**抜粋文**.
# # #

2014 年 15 巻 1 号 p. 50-53
松阪市民病院は、2008年4月より診断群分類別包括払い方式(Diagnosis Procedure Combination/Per-Diem Payment System;DPC/PDPS)を導入している328床の地方公営企業法、一部適用の自治体病院である。全職員の意識改革により、1989年以来の赤字体質から脱却し、大きく経営改善を達成した。さらなる経営改善を行うために、2010年4月に院長直属の「総合企画室」を設立した。その業務の1つとしてDPC/PDPSにおいて最も重要な部門である医事業務を完全委託から脱却させ、直営化に取り組んだので、その効果について報告する。
自治体病院では委託費、特に医事業務の委託費が大きいのが特徴である。当院も医事業務の委託費用として年間1億4000万円が必要であり、直営化により運営した場合の経費削減の程度、職員のモチべーションについて検討した。

# # #

**作業指示**.
(a) 松阪市民病院に関する抜粋文について、次の問いに答えてください。
(i) 同院が診断群分類別包括払い方式(DPC/PDPS)を導入したのはいつからですか。
(ii) 院長直属の「総合企画室」が設立されたのはいつですか。
(iii) 医事業務の委託費用として、年間いくら必要でしたか。
(b) 松阪市民病院の医事業務直営化に関する抜粋文の続きを書いてください。
この後に続く項目は、上の抜粋文とは関係がありません。

**入力データ**.
# # #

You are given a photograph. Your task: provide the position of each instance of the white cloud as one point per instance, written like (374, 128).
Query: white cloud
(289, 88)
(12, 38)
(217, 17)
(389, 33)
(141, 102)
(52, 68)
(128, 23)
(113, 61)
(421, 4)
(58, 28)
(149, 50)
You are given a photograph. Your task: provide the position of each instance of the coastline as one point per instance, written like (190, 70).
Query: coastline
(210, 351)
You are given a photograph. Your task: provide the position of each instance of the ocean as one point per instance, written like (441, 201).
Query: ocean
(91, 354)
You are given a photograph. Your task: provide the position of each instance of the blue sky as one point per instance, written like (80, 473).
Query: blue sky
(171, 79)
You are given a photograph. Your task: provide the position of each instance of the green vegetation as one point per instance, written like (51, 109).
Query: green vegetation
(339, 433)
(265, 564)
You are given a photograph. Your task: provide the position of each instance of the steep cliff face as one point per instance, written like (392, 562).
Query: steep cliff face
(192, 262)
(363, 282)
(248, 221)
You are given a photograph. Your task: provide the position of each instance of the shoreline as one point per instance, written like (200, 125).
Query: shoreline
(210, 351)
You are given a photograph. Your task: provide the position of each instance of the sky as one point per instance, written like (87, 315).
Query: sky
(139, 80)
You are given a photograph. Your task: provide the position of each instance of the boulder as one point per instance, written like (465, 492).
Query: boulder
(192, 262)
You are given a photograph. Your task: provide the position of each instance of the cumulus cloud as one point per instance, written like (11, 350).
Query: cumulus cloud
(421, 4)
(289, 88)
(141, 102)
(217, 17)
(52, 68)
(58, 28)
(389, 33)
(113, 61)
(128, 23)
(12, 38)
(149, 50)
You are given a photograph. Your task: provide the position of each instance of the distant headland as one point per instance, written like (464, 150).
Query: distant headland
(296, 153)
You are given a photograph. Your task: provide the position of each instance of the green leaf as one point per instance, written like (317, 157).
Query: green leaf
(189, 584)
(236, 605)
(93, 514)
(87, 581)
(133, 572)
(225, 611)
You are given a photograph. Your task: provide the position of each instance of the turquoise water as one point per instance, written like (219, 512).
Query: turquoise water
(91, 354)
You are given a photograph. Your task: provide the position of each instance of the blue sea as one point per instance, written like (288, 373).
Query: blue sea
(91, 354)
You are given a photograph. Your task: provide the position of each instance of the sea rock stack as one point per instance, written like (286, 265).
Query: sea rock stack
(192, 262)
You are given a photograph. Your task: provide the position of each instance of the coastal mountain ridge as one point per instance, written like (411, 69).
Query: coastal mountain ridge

# # #

**回答一覧**.
(a)
(i) 2008年4月からです。
(ii) 2010年4月です。
(iii) 1億4000万円です。

(b)
医事業務直営化前は市からの職員6人(うち診療情報管理士1人)、委託業者から50.5人であったが、直営化後は常勤職員9人(うち診療情報管理士6人)、非常勤職員48人の体制になった。これにより指揮命令系統の一元化、業務への柔軟な対応、病院職員としてのモチベーションの向上、医事業務への専門特化、医事業務職員の満足度向上、の他、年間約3000万円の経費節減を達成することが出来た。なお当院では医事業務を含め、総勢14人の診療情報管理士(院長、看護部長、看護師長各1人を含む)を擁し、経営改善に努力している。